[Page extract]
# Inverse Transformation of Isoparametric Quadrilaterals

I urgently need help with a problem I am having for an assignment for university. I do not expect a full solution, but I am really in need of guidance.

I am required to write a FEA program in VBA, I have managed to do that. However, I am having problems when trying to find the inverse transformation of isoparametric quadrilaterals. We require this transformation (from x,y global to a,b local element) to calculate the hydraulic gradients at a point in the element.

It is a system of 2 nonlinear equations with two unknowns: $$f_1=\alpha_x+a\beta_x+b\gamma_x+ab\delta_x-C_x$$ $$f_2=\alpha_y+a\beta_y+b\gamma_y+ab\delta_y-C_y$$ The only unknowns are a and b. All other symbols are constant per element. At first, I tried to solve these via substitution, but soon realised that was a suicide mission. I then opted to solve for the system using matrices and the Newton Method.

This, however isn't working. Whenever I iterate on the method, the values become unrealistic and clearly don't converge. I am not sure if I made an arithmetic error, but I have been over it by hand and by analysis multiple times without success.

I would truly appreciate any expertise on the matter.

This is quite an urgent request as well, so haste would be greatly appreciated.

I found this question on this site, but it did not help me much.

Additional information: This Newton method works when dealing with non-skew elements, i.e. perfect squares and rectangles. When this is the case, only one iteration is required to achieve the result.

However, if the elements are skewed, the initial result is incorrect, and further results are even worse.

• Welcome to SciComp.SE. As I commented in the question you mentioned, you can find the inverse analytically. See this link. Sep 9 '15 at 2:07
• It's also unclear why the other question you link to didn't help you much. Sep 11 '15 at 14:34
• @Wolfgang It didn't help much because it only provides a solution for a singular case. But I managed to find a working solution.
– Rob
Oct 13 '15 at 12:42

[Labels for object points]
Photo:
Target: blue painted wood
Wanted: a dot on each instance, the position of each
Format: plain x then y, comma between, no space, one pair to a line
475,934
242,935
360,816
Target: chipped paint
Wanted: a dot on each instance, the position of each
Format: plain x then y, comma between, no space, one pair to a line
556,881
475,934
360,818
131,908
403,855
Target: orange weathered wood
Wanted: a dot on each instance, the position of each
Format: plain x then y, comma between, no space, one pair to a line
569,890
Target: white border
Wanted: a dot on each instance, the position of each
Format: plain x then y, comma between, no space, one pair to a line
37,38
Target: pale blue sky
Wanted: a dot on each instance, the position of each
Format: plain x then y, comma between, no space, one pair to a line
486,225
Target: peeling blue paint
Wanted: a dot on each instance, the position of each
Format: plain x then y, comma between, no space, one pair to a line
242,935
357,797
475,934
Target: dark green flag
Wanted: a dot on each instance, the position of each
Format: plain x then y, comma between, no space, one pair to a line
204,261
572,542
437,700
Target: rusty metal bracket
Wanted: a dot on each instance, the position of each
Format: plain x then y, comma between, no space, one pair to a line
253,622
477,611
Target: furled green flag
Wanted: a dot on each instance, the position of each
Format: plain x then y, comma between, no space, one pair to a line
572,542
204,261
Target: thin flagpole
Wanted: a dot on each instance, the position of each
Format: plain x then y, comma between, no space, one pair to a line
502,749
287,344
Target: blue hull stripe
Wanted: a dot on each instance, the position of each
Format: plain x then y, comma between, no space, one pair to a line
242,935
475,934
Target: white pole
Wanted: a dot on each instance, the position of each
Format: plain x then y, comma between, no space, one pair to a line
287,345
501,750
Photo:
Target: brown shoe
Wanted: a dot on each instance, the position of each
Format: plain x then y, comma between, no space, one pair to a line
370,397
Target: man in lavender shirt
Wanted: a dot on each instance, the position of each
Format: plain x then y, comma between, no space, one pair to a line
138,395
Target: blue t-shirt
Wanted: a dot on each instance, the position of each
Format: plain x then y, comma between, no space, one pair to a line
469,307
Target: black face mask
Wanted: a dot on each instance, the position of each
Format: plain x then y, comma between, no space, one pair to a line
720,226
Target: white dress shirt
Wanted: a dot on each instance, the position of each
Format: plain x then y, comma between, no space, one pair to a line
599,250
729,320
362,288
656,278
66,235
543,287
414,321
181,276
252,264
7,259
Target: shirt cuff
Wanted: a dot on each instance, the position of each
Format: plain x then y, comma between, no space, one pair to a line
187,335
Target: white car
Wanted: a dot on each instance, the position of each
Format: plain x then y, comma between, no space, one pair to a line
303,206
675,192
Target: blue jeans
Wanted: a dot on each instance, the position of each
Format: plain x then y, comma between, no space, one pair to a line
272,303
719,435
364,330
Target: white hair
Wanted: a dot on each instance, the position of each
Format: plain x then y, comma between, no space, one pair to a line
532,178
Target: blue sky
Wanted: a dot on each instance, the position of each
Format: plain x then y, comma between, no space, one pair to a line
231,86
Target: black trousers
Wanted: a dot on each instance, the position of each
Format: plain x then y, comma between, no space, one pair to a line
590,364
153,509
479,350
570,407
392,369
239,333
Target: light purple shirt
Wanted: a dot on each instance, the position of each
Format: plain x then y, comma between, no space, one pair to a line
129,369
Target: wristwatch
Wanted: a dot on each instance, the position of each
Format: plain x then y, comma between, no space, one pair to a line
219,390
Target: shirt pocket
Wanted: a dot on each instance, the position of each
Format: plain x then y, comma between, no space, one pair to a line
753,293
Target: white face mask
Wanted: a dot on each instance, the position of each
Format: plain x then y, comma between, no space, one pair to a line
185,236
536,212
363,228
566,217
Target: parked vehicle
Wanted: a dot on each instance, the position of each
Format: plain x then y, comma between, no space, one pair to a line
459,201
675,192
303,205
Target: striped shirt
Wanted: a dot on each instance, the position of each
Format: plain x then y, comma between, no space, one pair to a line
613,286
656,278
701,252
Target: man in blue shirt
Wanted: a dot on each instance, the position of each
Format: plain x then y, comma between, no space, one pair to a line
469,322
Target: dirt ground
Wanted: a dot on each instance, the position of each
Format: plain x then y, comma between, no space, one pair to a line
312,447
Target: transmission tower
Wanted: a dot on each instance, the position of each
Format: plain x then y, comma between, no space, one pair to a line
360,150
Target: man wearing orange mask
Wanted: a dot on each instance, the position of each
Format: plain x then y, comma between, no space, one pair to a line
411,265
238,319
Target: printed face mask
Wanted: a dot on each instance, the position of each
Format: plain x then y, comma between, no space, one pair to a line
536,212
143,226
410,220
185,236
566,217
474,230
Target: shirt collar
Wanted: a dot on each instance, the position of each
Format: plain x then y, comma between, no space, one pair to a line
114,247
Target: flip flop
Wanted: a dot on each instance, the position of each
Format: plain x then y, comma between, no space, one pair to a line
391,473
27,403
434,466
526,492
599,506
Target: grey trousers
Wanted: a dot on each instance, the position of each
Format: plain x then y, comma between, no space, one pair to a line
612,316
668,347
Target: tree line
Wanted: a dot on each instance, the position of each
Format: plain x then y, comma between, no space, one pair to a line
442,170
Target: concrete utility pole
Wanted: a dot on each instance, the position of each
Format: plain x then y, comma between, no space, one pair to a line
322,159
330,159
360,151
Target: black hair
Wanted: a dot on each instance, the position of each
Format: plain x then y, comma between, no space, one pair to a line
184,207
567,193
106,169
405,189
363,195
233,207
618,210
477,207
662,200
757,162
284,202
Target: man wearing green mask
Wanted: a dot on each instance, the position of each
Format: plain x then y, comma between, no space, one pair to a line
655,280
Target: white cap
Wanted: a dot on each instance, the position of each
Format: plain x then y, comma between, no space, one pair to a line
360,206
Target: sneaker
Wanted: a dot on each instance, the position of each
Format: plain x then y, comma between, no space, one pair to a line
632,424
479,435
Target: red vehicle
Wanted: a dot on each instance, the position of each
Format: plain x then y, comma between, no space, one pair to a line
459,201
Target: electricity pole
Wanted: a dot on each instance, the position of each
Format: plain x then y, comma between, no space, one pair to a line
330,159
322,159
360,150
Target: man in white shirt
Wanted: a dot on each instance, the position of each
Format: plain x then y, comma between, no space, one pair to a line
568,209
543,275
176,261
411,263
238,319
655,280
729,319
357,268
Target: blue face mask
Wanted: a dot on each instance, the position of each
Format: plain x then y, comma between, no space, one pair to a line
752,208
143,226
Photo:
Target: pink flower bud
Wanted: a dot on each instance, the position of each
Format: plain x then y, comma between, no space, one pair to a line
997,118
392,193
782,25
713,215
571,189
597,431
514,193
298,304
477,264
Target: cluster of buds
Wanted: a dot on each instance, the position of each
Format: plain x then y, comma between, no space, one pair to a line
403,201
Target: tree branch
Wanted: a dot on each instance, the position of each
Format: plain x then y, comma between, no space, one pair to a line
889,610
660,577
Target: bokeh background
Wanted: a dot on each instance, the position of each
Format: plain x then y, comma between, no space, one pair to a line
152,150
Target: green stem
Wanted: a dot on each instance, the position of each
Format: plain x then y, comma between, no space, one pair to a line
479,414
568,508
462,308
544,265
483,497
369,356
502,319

[Tasks to complete]
[1] Please output the passage of the quadrilateral thread that opens with the words containing "This, however isn't" and closes with "on the matter.".
[2] In the quadrilateral thread, for which kind of elements does the Newton method work?
The items aren't needed here.

[Answers in order]
[1]
This, however isn't working. Whenever I iterate on the method, the values become unrealistic and clearly don't converge. I am not sure if I made an arithmetic error, but I have been over it by hand and by analysis multiple times without success.

I would truly appreciate any expertise on the matter.

[2] Non-skew elements, i.e. perfect squares and rectangles.